* _Required action_: Skip the images and copy each record exactly as written.

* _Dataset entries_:
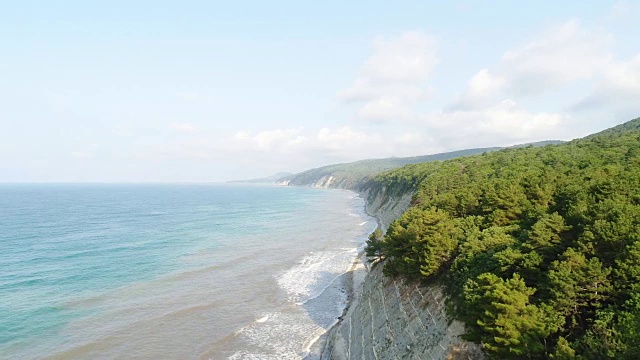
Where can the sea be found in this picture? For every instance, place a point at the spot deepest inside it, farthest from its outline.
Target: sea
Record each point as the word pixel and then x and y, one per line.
pixel 173 271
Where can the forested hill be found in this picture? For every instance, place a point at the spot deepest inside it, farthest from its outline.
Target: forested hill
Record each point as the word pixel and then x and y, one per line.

* _Solution for this task_:
Where can the sea be found in this picture? For every instance, place a point at the spot deepest inside it, farthest from its outline.
Target: sea
Record each point as the word pixel and then x and y, one per line.
pixel 173 271
Where can the forested hill be found in this picture? For every instance, place a point at the spot deepest inside it, farthest from its outline.
Target: forested hill
Record each point as the word pixel and then x and y, one per line.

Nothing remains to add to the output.